--- REQUIREMENT ---
Can you rewrite the paragraph in the Cure Brain Foundation text that begins "On top of its media insights investment" as a short bulleted list that keeps its main facts?

--- TEXT ---
◇ ◇ ◇ ◇
Being able to gain insight into the content best resonating with audiences has also extended to how the foundation recruits employees. Schaefer said the emphasis today is on those who understand the power of the human story.

To help, the foundation has come up with a dozen guiding principles to help with marketing and communications recruitment. These include ‘being a doer’, ‘create markets’ and ‘fierce compassion’.

Schaefer said the marketing team also focuses on three types of activity: Partner, segment and event marketing.

On top of its media insights investment, the Cure Brain Foundation rolled out Salesforce’s Marketing Cloud and CRM last year. Schaefer said this is now giving the full team the ability to create campaigns, understand who is in the database, understand their behaviour, and run relevant reports that can inform its go-to-market strategy. It has also been integrated with the Meltwater insights engine, adding a further layer of knowledge.

“We plug in all our marketing work back into Salesforce,” Schaefer explained. “With the insights we have from Meltwater, we can also start overlaying personas, and we’ve identified the key target segments we will concentrate on over the next three years.”
◇ ◇ ◇ ◇
--- SUPPLIED DATA ---
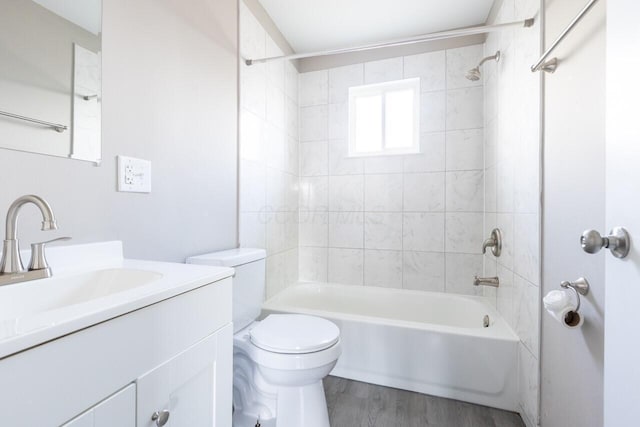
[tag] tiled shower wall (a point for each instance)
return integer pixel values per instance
(268, 154)
(512, 162)
(412, 221)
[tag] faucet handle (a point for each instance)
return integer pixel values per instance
(38, 259)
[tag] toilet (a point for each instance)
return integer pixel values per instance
(280, 361)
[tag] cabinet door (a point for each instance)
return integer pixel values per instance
(194, 386)
(117, 410)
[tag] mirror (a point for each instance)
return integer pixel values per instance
(50, 77)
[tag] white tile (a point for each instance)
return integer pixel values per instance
(526, 309)
(253, 187)
(346, 193)
(346, 266)
(433, 111)
(341, 79)
(424, 192)
(526, 247)
(275, 106)
(431, 157)
(275, 146)
(505, 186)
(430, 67)
(423, 232)
(338, 121)
(465, 191)
(383, 193)
(314, 158)
(383, 230)
(314, 123)
(314, 194)
(465, 150)
(505, 294)
(383, 164)
(346, 230)
(313, 264)
(276, 190)
(251, 136)
(528, 383)
(314, 229)
(275, 270)
(423, 271)
(292, 156)
(460, 61)
(276, 234)
(463, 233)
(313, 88)
(291, 267)
(291, 118)
(385, 70)
(291, 82)
(383, 268)
(253, 92)
(252, 230)
(339, 161)
(460, 271)
(465, 109)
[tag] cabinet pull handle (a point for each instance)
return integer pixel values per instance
(160, 417)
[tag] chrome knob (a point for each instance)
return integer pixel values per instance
(160, 417)
(617, 242)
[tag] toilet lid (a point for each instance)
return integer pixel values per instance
(294, 333)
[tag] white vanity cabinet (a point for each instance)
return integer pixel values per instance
(174, 355)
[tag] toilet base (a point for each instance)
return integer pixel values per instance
(296, 406)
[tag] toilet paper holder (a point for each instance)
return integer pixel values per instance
(580, 287)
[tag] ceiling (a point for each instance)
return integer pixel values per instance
(310, 25)
(86, 13)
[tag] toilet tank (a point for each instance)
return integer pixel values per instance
(248, 282)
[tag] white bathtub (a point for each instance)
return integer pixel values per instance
(428, 342)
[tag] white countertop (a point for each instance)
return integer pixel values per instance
(31, 329)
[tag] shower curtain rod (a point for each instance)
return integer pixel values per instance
(441, 35)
◇ ◇ ◇ ◇
--- RESULT OF THIS TASK ---
- In addition to its media insights investment, the Cure Brain Foundation rolled out Salesforce's Marketing Cloud and CRM last year.
- According to Schaefer, this lets the full team create campaigns, understand who is in the database and their behavior, and run reports that inform its go-to-market strategy.
- It has been integrated with the Meltwater insights engine, adding a further layer of knowledge.